▸ **Given instruction**
Output the records exactly. Include every line.

[Stored items from a collection]

■ ■ ■ ■ ■ ■ ■

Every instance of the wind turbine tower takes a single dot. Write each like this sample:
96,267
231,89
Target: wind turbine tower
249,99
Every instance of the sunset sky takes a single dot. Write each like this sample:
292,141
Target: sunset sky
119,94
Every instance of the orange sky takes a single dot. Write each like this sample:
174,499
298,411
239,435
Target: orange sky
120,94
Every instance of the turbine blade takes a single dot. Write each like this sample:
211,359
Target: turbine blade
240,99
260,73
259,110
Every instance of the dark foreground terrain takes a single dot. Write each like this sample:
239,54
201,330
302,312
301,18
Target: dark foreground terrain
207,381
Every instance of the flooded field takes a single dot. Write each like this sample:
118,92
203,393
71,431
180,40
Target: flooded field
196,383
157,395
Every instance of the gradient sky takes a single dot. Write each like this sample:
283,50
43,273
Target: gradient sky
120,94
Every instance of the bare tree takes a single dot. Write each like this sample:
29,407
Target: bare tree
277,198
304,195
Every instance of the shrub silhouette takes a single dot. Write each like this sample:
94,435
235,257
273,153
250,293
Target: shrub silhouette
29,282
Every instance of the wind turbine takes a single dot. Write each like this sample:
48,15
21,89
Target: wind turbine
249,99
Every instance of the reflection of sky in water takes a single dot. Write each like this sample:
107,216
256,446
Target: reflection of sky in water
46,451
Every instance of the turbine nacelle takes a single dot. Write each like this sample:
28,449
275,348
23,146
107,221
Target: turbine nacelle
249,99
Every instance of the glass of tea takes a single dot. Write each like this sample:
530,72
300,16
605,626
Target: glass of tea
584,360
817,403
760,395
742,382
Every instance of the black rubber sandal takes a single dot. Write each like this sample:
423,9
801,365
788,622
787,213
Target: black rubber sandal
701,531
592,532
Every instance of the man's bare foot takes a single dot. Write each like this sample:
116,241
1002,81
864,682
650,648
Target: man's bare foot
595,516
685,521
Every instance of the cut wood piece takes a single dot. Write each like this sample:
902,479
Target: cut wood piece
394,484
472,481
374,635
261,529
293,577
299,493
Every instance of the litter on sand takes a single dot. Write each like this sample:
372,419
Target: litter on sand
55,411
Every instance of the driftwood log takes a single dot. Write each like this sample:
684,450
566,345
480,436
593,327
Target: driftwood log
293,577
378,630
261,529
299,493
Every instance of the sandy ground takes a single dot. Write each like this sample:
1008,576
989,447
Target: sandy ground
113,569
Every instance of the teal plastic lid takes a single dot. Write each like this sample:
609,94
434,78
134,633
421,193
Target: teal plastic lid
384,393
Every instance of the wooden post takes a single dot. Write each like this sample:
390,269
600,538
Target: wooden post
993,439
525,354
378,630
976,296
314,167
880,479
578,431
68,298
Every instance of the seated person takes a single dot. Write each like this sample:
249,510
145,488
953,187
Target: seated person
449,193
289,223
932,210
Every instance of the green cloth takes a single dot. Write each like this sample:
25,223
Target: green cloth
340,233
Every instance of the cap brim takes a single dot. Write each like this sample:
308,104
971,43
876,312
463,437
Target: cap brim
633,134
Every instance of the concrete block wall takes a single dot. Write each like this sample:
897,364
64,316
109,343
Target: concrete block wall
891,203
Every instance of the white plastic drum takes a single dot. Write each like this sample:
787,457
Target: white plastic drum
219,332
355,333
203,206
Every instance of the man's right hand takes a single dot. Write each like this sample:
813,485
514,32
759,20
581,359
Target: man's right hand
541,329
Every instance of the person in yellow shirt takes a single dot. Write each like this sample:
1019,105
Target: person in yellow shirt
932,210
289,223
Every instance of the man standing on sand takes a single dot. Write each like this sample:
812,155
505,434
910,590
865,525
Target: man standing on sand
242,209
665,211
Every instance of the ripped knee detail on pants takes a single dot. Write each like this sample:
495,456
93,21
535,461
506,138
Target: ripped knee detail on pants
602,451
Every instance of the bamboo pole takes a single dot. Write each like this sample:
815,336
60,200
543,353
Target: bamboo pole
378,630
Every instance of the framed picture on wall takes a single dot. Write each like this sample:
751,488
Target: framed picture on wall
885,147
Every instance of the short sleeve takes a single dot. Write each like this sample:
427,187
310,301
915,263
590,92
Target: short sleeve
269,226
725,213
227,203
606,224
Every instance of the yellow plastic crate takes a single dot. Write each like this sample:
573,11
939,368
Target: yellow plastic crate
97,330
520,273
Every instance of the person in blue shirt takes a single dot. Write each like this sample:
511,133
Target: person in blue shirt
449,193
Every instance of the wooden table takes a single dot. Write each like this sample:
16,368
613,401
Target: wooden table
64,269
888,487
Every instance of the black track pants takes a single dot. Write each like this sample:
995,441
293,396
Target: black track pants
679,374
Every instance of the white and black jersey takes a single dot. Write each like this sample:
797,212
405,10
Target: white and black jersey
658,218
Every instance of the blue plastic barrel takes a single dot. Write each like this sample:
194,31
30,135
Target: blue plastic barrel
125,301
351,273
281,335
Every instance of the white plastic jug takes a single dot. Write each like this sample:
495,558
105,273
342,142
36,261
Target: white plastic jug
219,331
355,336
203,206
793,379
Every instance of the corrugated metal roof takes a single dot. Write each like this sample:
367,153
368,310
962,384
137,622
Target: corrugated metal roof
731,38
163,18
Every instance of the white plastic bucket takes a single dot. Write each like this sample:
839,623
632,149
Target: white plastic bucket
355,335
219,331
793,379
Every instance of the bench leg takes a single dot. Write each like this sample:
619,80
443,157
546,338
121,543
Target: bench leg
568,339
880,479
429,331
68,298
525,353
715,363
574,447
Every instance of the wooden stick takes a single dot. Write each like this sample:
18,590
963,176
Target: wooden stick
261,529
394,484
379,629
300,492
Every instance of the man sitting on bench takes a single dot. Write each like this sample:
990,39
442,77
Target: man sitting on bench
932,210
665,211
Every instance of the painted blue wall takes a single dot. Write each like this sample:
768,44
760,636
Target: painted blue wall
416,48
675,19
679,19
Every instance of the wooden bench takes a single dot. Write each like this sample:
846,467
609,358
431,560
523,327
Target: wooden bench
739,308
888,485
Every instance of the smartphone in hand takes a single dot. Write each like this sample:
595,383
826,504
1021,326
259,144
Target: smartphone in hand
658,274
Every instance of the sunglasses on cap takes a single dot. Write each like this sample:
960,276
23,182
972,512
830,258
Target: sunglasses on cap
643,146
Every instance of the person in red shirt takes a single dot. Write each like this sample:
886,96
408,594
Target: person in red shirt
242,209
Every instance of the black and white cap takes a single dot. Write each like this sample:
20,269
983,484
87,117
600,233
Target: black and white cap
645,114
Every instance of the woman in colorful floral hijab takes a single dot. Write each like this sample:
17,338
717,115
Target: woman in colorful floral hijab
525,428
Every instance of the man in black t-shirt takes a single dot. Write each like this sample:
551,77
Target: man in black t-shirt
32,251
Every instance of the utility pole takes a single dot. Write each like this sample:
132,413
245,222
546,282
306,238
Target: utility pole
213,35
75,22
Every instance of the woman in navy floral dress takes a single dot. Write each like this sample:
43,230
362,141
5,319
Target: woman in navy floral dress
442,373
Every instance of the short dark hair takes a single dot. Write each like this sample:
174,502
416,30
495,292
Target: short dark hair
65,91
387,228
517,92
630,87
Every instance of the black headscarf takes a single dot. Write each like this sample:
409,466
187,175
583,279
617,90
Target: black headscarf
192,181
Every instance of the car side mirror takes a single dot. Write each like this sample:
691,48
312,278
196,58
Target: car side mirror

■ ■ ■ ■ ■ ■ ■

▸ **Solution**
Every instance of the wind turbine tower takes a single dot. Write each like this sample:
96,267
231,89
Target: wind turbine tower
249,99
Every instance of the sunset sky takes a single dot. Write each like this sample:
292,141
Target: sunset sky
119,94
Every instance of the orange sky takes a single dot. Write each like this sample:
174,499
298,411
239,435
Target: orange sky
120,94
Every instance of the turbine blade takes a single dot. Write each like this sample:
211,359
Target: turbine blade
240,99
260,73
259,110
Every instance of the dark foreground terrain takes a single dot. Write each like this sample:
239,54
201,330
302,312
301,18
Target: dark foreground terrain
207,381
Every instance of the flooded field takes a single dot. Write each like this sample:
118,92
203,393
71,431
180,40
Target: flooded field
196,383
157,395
Every instance of the gradient sky takes a single dot. Write each like this sample:
283,50
43,273
Target: gradient sky
120,94
Every instance of the bare tree takes a single dot. Write each like this sample:
29,407
Target: bare tree
277,198
304,195
Every instance of the shrub silhouette takes a single dot. Write each like this sample:
94,435
235,257
273,153
250,293
Target: shrub silhouette
29,282
Every instance of the wind turbine takes a single dot. Write each like this sample:
48,15
21,89
Target: wind turbine
249,99
Every instance of the reflection of sky in water takes a single dot. Write each like this sample:
107,216
256,446
Target: reflection of sky in water
46,451
Every instance of the turbine nacelle takes a single dot. Write each like this sample:
28,449
275,348
23,146
107,221
Target: turbine nacelle
249,99
Every instance of the glass of tea takes a single dot. Write each like this sample:
530,72
300,16
605,626
Target: glass of tea
584,360
817,403
760,395
742,382
Every instance of the black rubber sandal takes a single dot. Write each like this sample:
423,9
801,365
788,622
787,213
Target: black rubber sandal
701,531
592,532
Every instance of the man's bare foot takes a single dot. Write each like this sample:
116,241
1002,81
864,682
650,648
Target: man's bare foot
595,516
685,521
Every instance of the cut wood piece takes a single dot. Write each like this sample:
902,479
Target: cut wood piece
394,484
472,481
374,635
261,529
293,577
299,493
Every instance of the litter on sand takes a single dot. Write each like this sample:
372,419
Target: litter on sand
55,411
Every instance of the driftwood log takes a single dot. Write each like this sample:
684,450
566,345
480,436
593,327
Target: driftwood log
293,577
378,630
261,529
299,493
Every instance of the sandy ground takes a single dot. Write each like this sample:
1008,576
989,447
Target: sandy ground
113,569
Every instance of the teal plastic lid takes a single dot. Write each like this sample:
609,94
434,78
134,633
421,193
Target: teal plastic lid
384,393
Every instance of the wooden post takes a single dot. Write each like this sample:
390,269
600,538
Target: wooden post
993,439
525,354
378,630
976,296
314,167
880,479
578,431
68,298
Every instance of the seated person takes a single dot. Write each like this sample:
249,510
145,488
953,187
Target: seated person
449,193
289,223
932,210
Every instance of the green cloth takes a single dot. Write each like this sample:
25,223
Target: green cloth
340,233
Every instance of the cap brim takes a single dot. Write each like this sample:
308,104
971,43
876,312
463,437
Target: cap brim
633,134
Every instance of the concrete block wall takes a single dot. Write each like this sample:
897,364
64,316
109,343
Target: concrete block wall
891,203
Every instance of the white plastic drum takes a single dot. Write each like this sample:
787,457
Target: white plastic drum
219,332
355,333
203,206
Every instance of the man's right hand takes a single dot. Write each like this sample:
813,485
514,32
759,20
581,359
Target: man's right hand
541,329
Every instance of the person in yellow shirt takes a single dot. Write each like this sample:
1019,105
Target: person in yellow shirt
932,210
289,223
Every instance of the man standing on sand takes a single dot. Write each like this sample:
812,155
505,434
910,590
865,525
Target: man standing on sand
242,209
665,211
Every instance of the ripped knee detail on pants takes a single dot. Write each like this sample:
495,456
93,21
535,461
506,138
Target: ripped knee detail on pants
602,451
Every instance of the bamboo pole takes a single dot. Write each like this sample:
815,336
60,200
543,353
Target: bamboo pole
378,630
Every instance of the framed picture on wall takes a single dot. Write each like this sample:
751,488
Target: framed picture on wall
885,147
Every instance of the short sleeve takes a single dot. Write each like this sample:
427,187
310,301
915,263
590,92
Target: short sleeve
269,226
725,213
227,203
606,224
Every instance of the yellow plastic crate takes a single dot. Write each like this sample:
573,11
939,368
Target: yellow plastic crate
97,330
520,273
Every instance of the person in blue shirt takes a single dot. Write each like this sample:
511,133
Target: person in blue shirt
449,193
Every instance of the wooden table takes a single dot. Write each like this sample:
16,368
613,401
Target: wooden table
64,269
888,487
Every instance of the black track pants takes a single dot. Write each like this sample:
995,441
293,396
Target: black track pants
679,374
Every instance of the white and black jersey takes a single dot. Write each like this sample:
797,212
405,10
Target: white and black jersey
658,218
Every instance of the blue plastic barrel takes a single dot. Write each like this sample:
194,31
30,135
Target: blue plastic barrel
125,301
351,273
281,335
Every instance of the white plastic jug takes a single dot. Write each like this sample:
495,558
105,273
342,142
36,261
Target: white plastic jug
219,331
355,336
203,206
793,379
Every instance of the corrugated metal roof takes a single dot. Write each like this sample:
367,153
368,310
962,384
137,622
Target: corrugated metal roof
731,38
163,18
Every instance of the white plastic bucket takes a single dot. Write each like this sample:
839,623
632,149
Target: white plastic bucket
355,335
219,331
793,379
Every instance of the bench leg takes a single dot. Write each like this sample:
619,80
443,157
546,338
121,543
Target: bench leg
568,339
880,479
429,331
68,298
525,353
715,363
574,447
Every instance of the wooden stick takes a single dot. Write each like this sample:
18,590
963,176
Target: wooden stick
261,529
394,484
379,629
300,492
Every instance of the man sitting on bench takes a single dot. Write each like this sample:
990,39
442,77
Target: man sitting on bench
932,210
665,211
Every instance of the painted blue wall takes a single dot. Write each like this sample:
768,44
760,636
Target: painted blue wall
416,48
675,19
679,19
Every instance of the wooden bench takes a single dot. Write each like this sample:
846,467
609,358
431,560
523,327
Target: wooden bench
739,308
888,485
Every instance of the smartphone in hand takes a single dot. Write each like this sample:
595,383
826,504
1021,326
259,144
Target: smartphone in hand
658,274
Every instance of the sunglasses on cap takes a single dot. Write each like this sample:
960,276
23,182
972,512
830,258
Target: sunglasses on cap
643,146
Every instance of the person in red shirt takes a single dot. Write each like this sample:
886,96
408,594
Target: person in red shirt
242,209
Every instance of the black and white cap takes a single dot. Write each like this sample:
20,269
983,484
87,117
600,233
Target: black and white cap
645,114
Every instance of the woman in colorful floral hijab takes a single dot. Write each like this sample:
17,338
717,115
Target: woman in colorful floral hijab
525,428
Every instance of the man in black t-shirt takes a single dot. Write each like this sample:
551,77
Target: man in black t-shirt
32,251
Every instance of the utility pole takes a single dot. Write each like this sample:
132,413
245,222
546,282
306,238
Target: utility pole
213,35
75,22
Every instance of the woman in navy floral dress takes a single dot. Write each like this sample:
43,230
362,141
5,319
Target: woman in navy floral dress
442,373
Every instance of the short dark hair takes a single dot. Write each like this sample:
174,502
416,30
495,292
Target: short dark hair
65,91
387,228
517,92
630,87
Every instance of the black headscarf takes a single dot. Write each like this sample:
409,466
187,175
583,279
617,90
Target: black headscarf
192,181
Every instance of the car side mirror takes a single dot. Write each like this sample:
691,48
312,278
196,58
Target: car side mirror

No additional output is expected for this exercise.